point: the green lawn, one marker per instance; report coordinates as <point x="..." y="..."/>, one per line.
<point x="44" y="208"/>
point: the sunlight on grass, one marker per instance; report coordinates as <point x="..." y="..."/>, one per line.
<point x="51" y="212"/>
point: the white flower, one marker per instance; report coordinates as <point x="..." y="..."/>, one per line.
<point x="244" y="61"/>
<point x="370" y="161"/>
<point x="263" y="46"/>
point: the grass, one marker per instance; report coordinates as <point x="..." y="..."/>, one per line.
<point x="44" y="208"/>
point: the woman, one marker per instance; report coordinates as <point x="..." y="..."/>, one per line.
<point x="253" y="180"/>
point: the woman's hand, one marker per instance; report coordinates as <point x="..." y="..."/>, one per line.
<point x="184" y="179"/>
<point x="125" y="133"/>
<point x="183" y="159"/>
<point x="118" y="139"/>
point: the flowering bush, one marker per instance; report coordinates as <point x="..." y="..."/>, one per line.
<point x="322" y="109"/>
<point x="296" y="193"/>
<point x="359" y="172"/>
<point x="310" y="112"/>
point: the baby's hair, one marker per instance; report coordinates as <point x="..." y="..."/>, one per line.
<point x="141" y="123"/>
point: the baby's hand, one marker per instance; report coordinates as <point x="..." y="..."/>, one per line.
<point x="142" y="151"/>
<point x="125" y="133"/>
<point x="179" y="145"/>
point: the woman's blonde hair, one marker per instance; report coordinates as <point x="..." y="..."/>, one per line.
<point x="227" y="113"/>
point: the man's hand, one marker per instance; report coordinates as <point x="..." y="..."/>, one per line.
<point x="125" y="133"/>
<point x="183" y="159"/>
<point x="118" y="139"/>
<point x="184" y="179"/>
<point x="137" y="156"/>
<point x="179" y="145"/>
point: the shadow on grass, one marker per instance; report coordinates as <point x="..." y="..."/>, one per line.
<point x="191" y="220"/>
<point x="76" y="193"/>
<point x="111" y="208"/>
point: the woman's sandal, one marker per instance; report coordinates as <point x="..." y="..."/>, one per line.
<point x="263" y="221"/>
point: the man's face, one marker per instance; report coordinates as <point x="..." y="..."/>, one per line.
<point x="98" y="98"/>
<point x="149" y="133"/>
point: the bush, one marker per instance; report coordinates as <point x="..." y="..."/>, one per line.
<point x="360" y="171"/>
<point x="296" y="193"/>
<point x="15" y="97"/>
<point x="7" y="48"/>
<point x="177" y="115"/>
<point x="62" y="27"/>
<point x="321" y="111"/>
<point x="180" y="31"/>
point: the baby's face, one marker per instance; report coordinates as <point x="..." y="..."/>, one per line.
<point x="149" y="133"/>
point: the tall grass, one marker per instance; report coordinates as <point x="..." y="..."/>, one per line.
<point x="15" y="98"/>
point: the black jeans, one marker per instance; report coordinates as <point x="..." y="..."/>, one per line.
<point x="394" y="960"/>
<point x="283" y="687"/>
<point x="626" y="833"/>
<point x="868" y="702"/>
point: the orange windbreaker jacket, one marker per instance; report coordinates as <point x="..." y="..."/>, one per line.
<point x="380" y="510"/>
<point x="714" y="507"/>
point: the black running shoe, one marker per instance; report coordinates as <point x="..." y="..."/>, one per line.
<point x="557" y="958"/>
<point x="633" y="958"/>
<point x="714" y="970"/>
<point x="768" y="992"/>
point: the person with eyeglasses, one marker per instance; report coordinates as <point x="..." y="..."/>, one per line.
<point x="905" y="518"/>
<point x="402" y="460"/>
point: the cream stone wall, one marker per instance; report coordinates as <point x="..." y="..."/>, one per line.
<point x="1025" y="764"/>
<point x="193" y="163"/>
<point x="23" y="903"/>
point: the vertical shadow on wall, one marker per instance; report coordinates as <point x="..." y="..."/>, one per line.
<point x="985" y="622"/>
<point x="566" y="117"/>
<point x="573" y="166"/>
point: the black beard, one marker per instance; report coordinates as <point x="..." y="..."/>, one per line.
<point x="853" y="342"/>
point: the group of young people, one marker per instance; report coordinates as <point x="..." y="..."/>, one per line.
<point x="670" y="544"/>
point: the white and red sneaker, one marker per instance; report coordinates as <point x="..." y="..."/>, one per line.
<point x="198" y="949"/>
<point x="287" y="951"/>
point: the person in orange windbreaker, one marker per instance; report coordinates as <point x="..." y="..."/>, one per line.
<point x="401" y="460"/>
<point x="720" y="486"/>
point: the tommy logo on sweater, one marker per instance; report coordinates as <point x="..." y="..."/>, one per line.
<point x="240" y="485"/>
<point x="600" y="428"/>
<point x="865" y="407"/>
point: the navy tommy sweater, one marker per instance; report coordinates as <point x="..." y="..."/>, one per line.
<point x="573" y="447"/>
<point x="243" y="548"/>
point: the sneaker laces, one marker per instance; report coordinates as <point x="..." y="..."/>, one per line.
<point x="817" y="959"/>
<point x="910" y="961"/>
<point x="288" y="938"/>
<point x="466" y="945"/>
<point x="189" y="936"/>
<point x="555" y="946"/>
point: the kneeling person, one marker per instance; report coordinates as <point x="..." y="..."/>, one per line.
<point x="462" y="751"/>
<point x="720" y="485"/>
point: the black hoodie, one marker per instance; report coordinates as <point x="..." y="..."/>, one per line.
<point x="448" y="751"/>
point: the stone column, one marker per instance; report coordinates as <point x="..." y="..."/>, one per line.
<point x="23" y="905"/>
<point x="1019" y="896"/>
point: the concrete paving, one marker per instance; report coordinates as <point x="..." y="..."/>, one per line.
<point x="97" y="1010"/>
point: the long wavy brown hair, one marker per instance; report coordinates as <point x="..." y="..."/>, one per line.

Problem statement:
The answer should be all the entries, restated with no word changed.

Solution to this problem:
point: the green lawn, one marker per instance; report coordinates as <point x="..." y="..."/>, one per line.
<point x="44" y="208"/>
point: the sunlight on grass, one marker per instance; report coordinates as <point x="..." y="..."/>, one per line.
<point x="51" y="212"/>
point: the white flower, one marker per instance; report coordinates as <point x="..." y="..."/>, one per line.
<point x="244" y="61"/>
<point x="370" y="161"/>
<point x="263" y="46"/>
point: the grass, one marker per instance; report coordinates as <point x="..." y="..."/>, one per line.
<point x="44" y="208"/>
point: the woman, one marker per instance; report coordinates as <point x="..." y="..."/>, one per line.
<point x="253" y="180"/>
point: the woman's hand, one marker per instance; report coordinates as <point x="..." y="..."/>, one per line.
<point x="184" y="179"/>
<point x="125" y="133"/>
<point x="183" y="159"/>
<point x="118" y="139"/>
point: the flowering bush, one marker per instance; report coordinates as <point x="..." y="..."/>, one per line.
<point x="322" y="109"/>
<point x="296" y="193"/>
<point x="359" y="172"/>
<point x="310" y="112"/>
point: the baby's hair, one marker per instance; report coordinates as <point x="..." y="..."/>, one per line.
<point x="141" y="123"/>
point: the baby's hand, one marker per instance; report coordinates as <point x="..." y="..."/>, one per line.
<point x="142" y="151"/>
<point x="125" y="133"/>
<point x="179" y="145"/>
point: the woman's blonde hair, one marker per instance; report coordinates as <point x="..." y="..."/>, one per line.
<point x="227" y="113"/>
point: the man's hand, one marker per instance; report coordinates as <point x="..." y="..."/>, one per line.
<point x="125" y="133"/>
<point x="183" y="159"/>
<point x="118" y="139"/>
<point x="184" y="179"/>
<point x="137" y="156"/>
<point x="179" y="145"/>
point: the shadow on grass, one marker per instance; report coordinates as <point x="..." y="..."/>, one per line.
<point x="191" y="220"/>
<point x="76" y="193"/>
<point x="111" y="208"/>
point: the woman's sandal, one marker per instance; report coordinates as <point x="..." y="..."/>, one per line.
<point x="263" y="221"/>
point: the man's face, one marker per instance; report coordinates as <point x="..." y="..."/>, one per line.
<point x="98" y="98"/>
<point x="149" y="133"/>
point: the bush, one marker per instance; report coordinates as <point x="..." y="..."/>, one per line.
<point x="360" y="171"/>
<point x="296" y="193"/>
<point x="15" y="97"/>
<point x="7" y="48"/>
<point x="177" y="115"/>
<point x="62" y="27"/>
<point x="321" y="111"/>
<point x="180" y="31"/>
point: the baby's face, one marker per instance; report coordinates as <point x="..." y="..."/>, one per line.
<point x="149" y="133"/>
point: the tall grass, one marker per instance; report coordinates as <point x="..." y="..."/>, one per line.
<point x="15" y="98"/>
point: the black jeans, one marker per instance; report coordinates as <point x="..." y="..."/>, one per line.
<point x="394" y="960"/>
<point x="283" y="687"/>
<point x="626" y="833"/>
<point x="868" y="702"/>
point: the orange windbreaker jacket, one marker per instance; report coordinates as <point x="..." y="..."/>, one per line.
<point x="380" y="510"/>
<point x="714" y="507"/>
point: the black running shoe, one marker per instance; report coordinates as <point x="..." y="..."/>, one per line.
<point x="557" y="958"/>
<point x="633" y="958"/>
<point x="714" y="970"/>
<point x="768" y="992"/>
point: the person with eyeglasses, one marker per instance; report coordinates as <point x="..." y="..."/>, one per line.
<point x="905" y="518"/>
<point x="402" y="460"/>
point: the cream stone wall, one marker per instance; report coordinates as <point x="..." y="..."/>, one per line.
<point x="1025" y="764"/>
<point x="193" y="163"/>
<point x="23" y="903"/>
point: the vertical shadow on wall, one marker per instance; report coordinates as <point x="..." y="..."/>, one per line.
<point x="985" y="622"/>
<point x="566" y="117"/>
<point x="573" y="166"/>
point: the black beard, one marker per instance; report coordinates as <point x="..." y="..."/>, one per line.
<point x="853" y="342"/>
point: the group of young people, one marker per instance; report coordinates as <point x="..." y="..."/>, one per line.
<point x="670" y="544"/>
point: the white and red sneaker, one marker per instance; report coordinates as <point x="..." y="..."/>, one per line.
<point x="198" y="949"/>
<point x="287" y="951"/>
point: the person in orange windbreaker, one marker per instance; report coordinates as <point x="..." y="..."/>, one per line.
<point x="401" y="460"/>
<point x="720" y="486"/>
point: the tommy logo on sweater, one marker per instance; report coordinates as <point x="..." y="..."/>, one per line.
<point x="240" y="485"/>
<point x="600" y="428"/>
<point x="865" y="407"/>
point: the navy tommy sweater, one marker per instance; report coordinates as <point x="..." y="..."/>, one per line.
<point x="573" y="447"/>
<point x="243" y="548"/>
point: the sneaker laces, one marker per instance; report coordinates as <point x="..." y="..."/>, one per line.
<point x="817" y="959"/>
<point x="910" y="961"/>
<point x="288" y="938"/>
<point x="466" y="945"/>
<point x="189" y="936"/>
<point x="555" y="946"/>
point: the kneeling person, one marker per instance; report coordinates as <point x="..." y="..."/>, one per line.
<point x="462" y="751"/>
<point x="720" y="485"/>
point: the black hoodie, one marker per instance; report coordinates as <point x="..." y="..."/>, one per line.
<point x="448" y="751"/>
point: the stone column, one marker per instance; report coordinates as <point x="..." y="..."/>, one per line.
<point x="23" y="905"/>
<point x="1019" y="896"/>
point: the concrete paving, one marker per instance; report coordinates as <point x="..." y="..."/>, one per line.
<point x="97" y="1010"/>
point: the long wavy brown hair, one marker per instance; report coordinates as <point x="..." y="..."/>, one per line.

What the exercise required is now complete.